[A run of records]

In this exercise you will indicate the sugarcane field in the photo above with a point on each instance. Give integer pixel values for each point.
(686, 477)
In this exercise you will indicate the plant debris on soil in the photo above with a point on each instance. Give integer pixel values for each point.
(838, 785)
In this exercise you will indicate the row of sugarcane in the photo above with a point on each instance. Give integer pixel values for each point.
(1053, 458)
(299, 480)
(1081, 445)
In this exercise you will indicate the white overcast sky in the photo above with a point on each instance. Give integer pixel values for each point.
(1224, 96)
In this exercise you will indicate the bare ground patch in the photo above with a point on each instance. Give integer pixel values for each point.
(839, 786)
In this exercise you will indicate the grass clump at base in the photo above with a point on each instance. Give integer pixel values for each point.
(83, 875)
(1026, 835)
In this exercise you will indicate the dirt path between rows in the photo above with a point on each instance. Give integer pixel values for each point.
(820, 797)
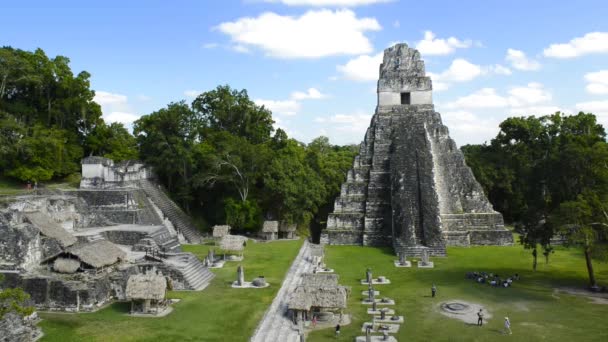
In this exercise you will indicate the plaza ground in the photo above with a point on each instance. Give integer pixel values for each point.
(210, 315)
(220, 313)
(536, 311)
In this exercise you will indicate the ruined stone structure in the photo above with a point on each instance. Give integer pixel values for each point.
(74, 250)
(409, 186)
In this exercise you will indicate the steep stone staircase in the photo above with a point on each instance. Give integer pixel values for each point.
(165, 241)
(275, 325)
(175, 214)
(195, 275)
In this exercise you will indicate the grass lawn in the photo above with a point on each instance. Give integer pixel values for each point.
(218, 313)
(536, 313)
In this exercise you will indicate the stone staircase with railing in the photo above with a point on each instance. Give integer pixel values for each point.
(194, 274)
(165, 241)
(180, 220)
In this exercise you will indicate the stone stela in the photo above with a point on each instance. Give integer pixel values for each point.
(409, 187)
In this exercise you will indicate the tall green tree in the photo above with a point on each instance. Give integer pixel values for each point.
(166, 138)
(231, 110)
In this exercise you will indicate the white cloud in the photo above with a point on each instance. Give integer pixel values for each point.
(115, 107)
(439, 46)
(597, 82)
(460, 70)
(240, 48)
(590, 43)
(363, 68)
(122, 117)
(520, 61)
(192, 93)
(328, 3)
(483, 98)
(284, 107)
(500, 69)
(104, 98)
(595, 107)
(468, 128)
(532, 94)
(311, 93)
(317, 33)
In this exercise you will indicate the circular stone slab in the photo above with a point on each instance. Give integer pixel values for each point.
(463, 310)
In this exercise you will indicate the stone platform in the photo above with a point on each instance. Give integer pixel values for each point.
(375, 338)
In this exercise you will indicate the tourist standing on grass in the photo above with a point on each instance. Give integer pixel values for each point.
(480, 318)
(507, 326)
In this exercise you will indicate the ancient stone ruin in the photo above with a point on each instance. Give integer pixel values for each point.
(75, 250)
(409, 187)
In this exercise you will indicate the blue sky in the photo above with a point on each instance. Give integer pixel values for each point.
(315, 62)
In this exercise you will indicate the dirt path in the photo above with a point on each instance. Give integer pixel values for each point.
(275, 326)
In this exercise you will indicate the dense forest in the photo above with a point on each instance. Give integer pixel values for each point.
(548, 176)
(222, 160)
(219, 157)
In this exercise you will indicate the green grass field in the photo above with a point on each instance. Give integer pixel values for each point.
(536, 313)
(219, 313)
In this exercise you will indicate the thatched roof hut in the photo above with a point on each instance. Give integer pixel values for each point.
(146, 286)
(306, 297)
(98, 253)
(233, 243)
(220, 231)
(316, 250)
(65, 265)
(287, 227)
(270, 227)
(320, 279)
(49, 228)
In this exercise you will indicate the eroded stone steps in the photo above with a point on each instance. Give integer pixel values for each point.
(180, 220)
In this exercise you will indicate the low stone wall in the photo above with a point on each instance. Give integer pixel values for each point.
(53, 294)
(345, 237)
(123, 237)
(492, 237)
(458, 238)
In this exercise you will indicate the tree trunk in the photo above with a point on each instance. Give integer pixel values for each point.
(592, 282)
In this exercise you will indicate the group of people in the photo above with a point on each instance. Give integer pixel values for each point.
(492, 279)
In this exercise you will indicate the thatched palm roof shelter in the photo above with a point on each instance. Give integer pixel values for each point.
(233, 243)
(98, 253)
(221, 231)
(270, 230)
(316, 250)
(288, 227)
(65, 265)
(320, 279)
(49, 228)
(270, 227)
(146, 286)
(304, 298)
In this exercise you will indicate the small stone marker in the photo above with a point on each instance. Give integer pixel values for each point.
(240, 276)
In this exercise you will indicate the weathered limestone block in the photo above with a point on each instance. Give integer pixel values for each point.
(410, 187)
(14, 328)
(19, 245)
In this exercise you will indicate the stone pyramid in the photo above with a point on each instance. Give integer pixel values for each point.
(409, 187)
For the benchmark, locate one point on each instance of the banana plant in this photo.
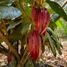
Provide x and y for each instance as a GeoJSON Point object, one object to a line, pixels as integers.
{"type": "Point", "coordinates": [26, 27]}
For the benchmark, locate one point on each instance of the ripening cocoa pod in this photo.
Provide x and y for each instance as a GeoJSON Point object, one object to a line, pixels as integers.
{"type": "Point", "coordinates": [9, 57]}
{"type": "Point", "coordinates": [41, 17]}
{"type": "Point", "coordinates": [43, 20]}
{"type": "Point", "coordinates": [34, 45]}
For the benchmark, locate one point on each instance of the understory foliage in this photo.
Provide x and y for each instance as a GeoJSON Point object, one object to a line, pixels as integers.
{"type": "Point", "coordinates": [26, 27]}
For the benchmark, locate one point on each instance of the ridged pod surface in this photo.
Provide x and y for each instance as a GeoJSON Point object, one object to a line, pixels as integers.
{"type": "Point", "coordinates": [41, 17]}
{"type": "Point", "coordinates": [34, 45]}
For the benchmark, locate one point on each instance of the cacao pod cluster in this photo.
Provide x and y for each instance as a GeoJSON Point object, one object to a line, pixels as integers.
{"type": "Point", "coordinates": [41, 19]}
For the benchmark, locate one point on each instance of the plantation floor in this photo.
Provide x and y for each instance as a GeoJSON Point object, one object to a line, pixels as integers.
{"type": "Point", "coordinates": [48, 58]}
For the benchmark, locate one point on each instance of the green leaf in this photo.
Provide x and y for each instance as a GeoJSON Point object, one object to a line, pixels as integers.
{"type": "Point", "coordinates": [57, 8]}
{"type": "Point", "coordinates": [57, 45]}
{"type": "Point", "coordinates": [9, 12]}
{"type": "Point", "coordinates": [26, 28]}
{"type": "Point", "coordinates": [55, 40]}
{"type": "Point", "coordinates": [59, 24]}
{"type": "Point", "coordinates": [52, 46]}
{"type": "Point", "coordinates": [6, 2]}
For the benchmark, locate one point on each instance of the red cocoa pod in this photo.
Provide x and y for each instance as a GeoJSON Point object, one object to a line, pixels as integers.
{"type": "Point", "coordinates": [41, 17]}
{"type": "Point", "coordinates": [34, 45]}
{"type": "Point", "coordinates": [9, 57]}
{"type": "Point", "coordinates": [43, 20]}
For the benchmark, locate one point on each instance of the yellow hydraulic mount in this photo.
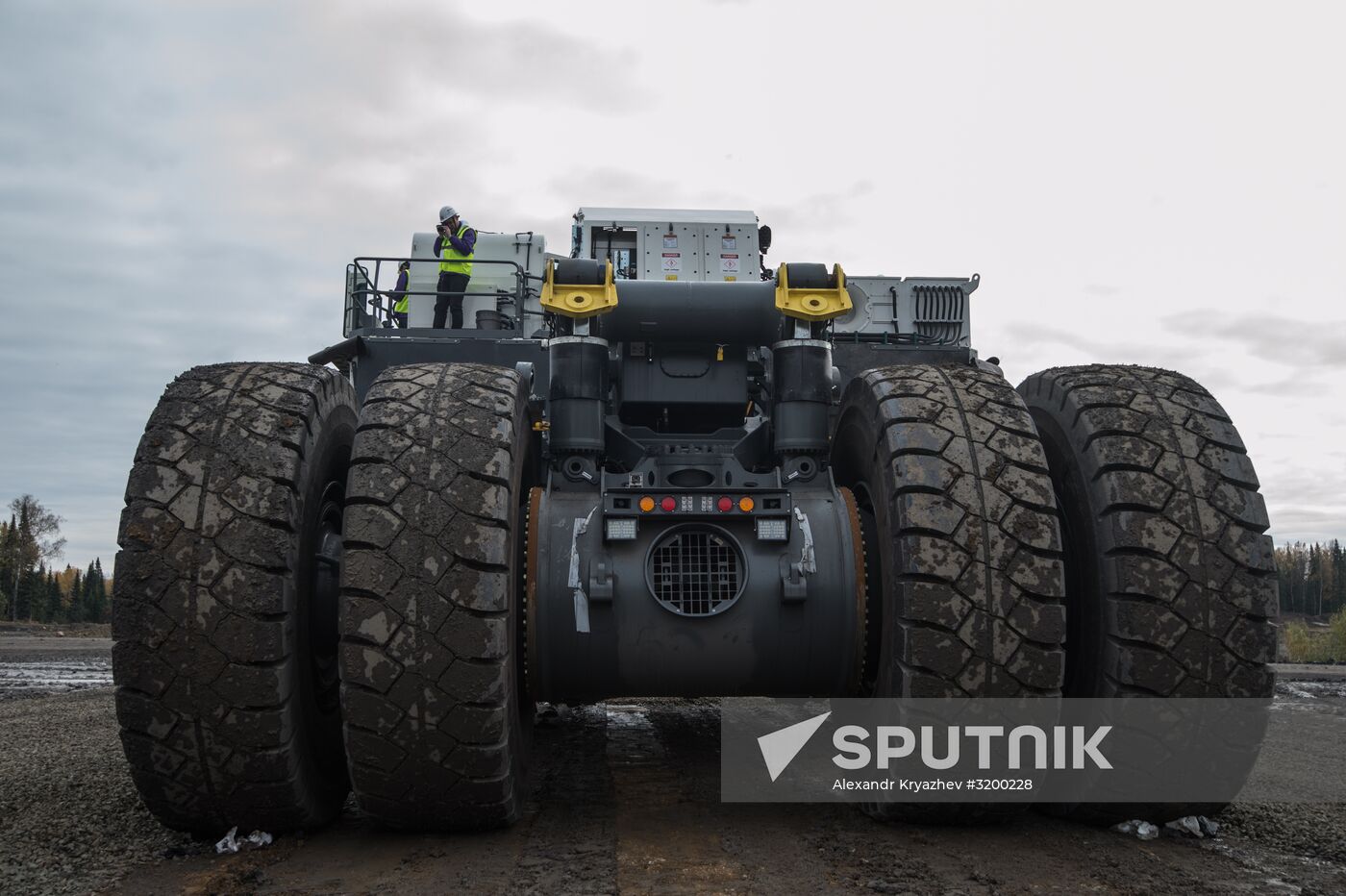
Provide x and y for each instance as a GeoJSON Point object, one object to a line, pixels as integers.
{"type": "Point", "coordinates": [578, 300]}
{"type": "Point", "coordinates": [810, 303]}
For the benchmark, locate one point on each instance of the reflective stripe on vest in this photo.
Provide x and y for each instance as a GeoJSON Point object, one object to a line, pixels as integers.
{"type": "Point", "coordinates": [454, 260]}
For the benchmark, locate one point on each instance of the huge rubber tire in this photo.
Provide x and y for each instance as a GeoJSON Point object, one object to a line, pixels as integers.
{"type": "Point", "coordinates": [224, 611]}
{"type": "Point", "coordinates": [965, 599]}
{"type": "Point", "coordinates": [437, 718]}
{"type": "Point", "coordinates": [1170, 576]}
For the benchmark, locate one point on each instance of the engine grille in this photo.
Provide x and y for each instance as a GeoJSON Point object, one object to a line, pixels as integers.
{"type": "Point", "coordinates": [696, 572]}
{"type": "Point", "coordinates": [939, 312]}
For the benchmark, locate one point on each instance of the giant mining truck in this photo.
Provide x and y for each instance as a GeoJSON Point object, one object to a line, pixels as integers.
{"type": "Point", "coordinates": [653, 467]}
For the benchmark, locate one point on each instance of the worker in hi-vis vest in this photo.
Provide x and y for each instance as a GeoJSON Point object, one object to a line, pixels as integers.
{"type": "Point", "coordinates": [454, 246]}
{"type": "Point", "coordinates": [399, 293]}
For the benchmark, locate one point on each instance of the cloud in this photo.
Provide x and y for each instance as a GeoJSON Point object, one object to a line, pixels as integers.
{"type": "Point", "coordinates": [1299, 343]}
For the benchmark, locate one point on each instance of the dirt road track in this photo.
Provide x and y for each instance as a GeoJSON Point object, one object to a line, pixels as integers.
{"type": "Point", "coordinates": [626, 799]}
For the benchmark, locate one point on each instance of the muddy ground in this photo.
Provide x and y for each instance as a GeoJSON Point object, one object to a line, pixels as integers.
{"type": "Point", "coordinates": [625, 799]}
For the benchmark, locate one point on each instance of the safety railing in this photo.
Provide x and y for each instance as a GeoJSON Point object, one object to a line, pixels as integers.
{"type": "Point", "coordinates": [370, 283]}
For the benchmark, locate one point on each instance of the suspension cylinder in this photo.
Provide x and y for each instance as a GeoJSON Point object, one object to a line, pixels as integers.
{"type": "Point", "coordinates": [578, 394]}
{"type": "Point", "coordinates": [801, 377]}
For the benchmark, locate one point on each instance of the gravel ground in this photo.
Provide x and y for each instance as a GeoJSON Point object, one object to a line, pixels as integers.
{"type": "Point", "coordinates": [70, 819]}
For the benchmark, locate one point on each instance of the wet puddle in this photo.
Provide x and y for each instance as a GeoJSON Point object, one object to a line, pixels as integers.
{"type": "Point", "coordinates": [54, 676]}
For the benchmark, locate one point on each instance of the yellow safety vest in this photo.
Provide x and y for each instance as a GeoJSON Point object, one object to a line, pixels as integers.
{"type": "Point", "coordinates": [454, 260]}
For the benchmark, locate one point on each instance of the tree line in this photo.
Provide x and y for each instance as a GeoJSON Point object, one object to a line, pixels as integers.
{"type": "Point", "coordinates": [1311, 578]}
{"type": "Point", "coordinates": [31, 588]}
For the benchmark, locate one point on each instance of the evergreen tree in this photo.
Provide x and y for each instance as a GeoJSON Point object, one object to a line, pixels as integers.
{"type": "Point", "coordinates": [76, 599]}
{"type": "Point", "coordinates": [56, 606]}
{"type": "Point", "coordinates": [31, 592]}
{"type": "Point", "coordinates": [96, 593]}
{"type": "Point", "coordinates": [9, 565]}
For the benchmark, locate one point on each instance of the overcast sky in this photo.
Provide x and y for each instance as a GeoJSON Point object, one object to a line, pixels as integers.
{"type": "Point", "coordinates": [1147, 184]}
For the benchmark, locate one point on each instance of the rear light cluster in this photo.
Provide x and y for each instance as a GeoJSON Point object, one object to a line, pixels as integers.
{"type": "Point", "coordinates": [669, 504]}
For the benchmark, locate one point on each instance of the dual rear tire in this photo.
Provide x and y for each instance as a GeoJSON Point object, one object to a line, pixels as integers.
{"type": "Point", "coordinates": [259, 687]}
{"type": "Point", "coordinates": [1096, 535]}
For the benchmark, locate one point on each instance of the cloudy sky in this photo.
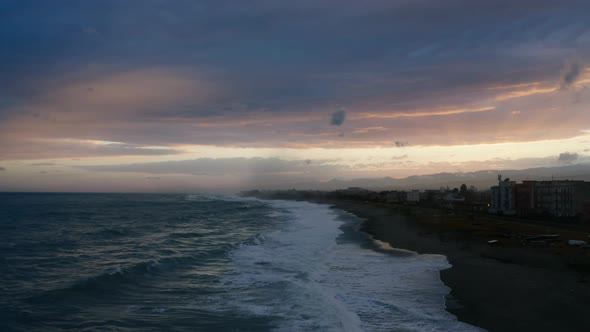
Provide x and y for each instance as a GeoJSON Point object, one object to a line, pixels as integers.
{"type": "Point", "coordinates": [179, 95]}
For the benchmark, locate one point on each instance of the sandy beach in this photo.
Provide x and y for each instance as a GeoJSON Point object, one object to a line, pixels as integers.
{"type": "Point", "coordinates": [512, 285]}
{"type": "Point", "coordinates": [499, 288]}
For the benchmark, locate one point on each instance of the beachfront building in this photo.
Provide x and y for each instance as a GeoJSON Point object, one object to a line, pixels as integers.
{"type": "Point", "coordinates": [503, 200]}
{"type": "Point", "coordinates": [413, 196]}
{"type": "Point", "coordinates": [561, 198]}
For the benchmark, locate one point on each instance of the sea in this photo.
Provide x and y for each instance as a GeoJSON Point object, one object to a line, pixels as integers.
{"type": "Point", "coordinates": [201, 262]}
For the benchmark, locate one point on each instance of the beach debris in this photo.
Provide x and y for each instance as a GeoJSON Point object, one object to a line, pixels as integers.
{"type": "Point", "coordinates": [541, 237]}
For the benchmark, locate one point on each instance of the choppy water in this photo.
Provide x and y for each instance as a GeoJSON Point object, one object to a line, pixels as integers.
{"type": "Point", "coordinates": [132, 262]}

▶ **Instructions to follow**:
Please turn the records above, from the first line through the line containing "(1081, 445)", into a Markdown table with a "No." column for the row number and a "Line" column for the line, leaving out blank lines.

▶ **Task answer**:
| No. | Line |
|---|---|
| 1 | In this exercise you will indicate the sugarcane field in the photo above with a point on each instance. Give integer pixel values for each point. |
| 2 | (686, 477) |
| 3 | In this exercise you will indicate the plant debris on soil in the photo above with a point on each instance. Give integer pixel values for each point. |
| 4 | (838, 785) |
| 5 | In this exercise you will indicate the row of sugarcane in the photo above with a point on each instance. Give integer pixel values for each point. |
| 6 | (1053, 458) |
| 7 | (299, 480) |
| 8 | (1081, 445) |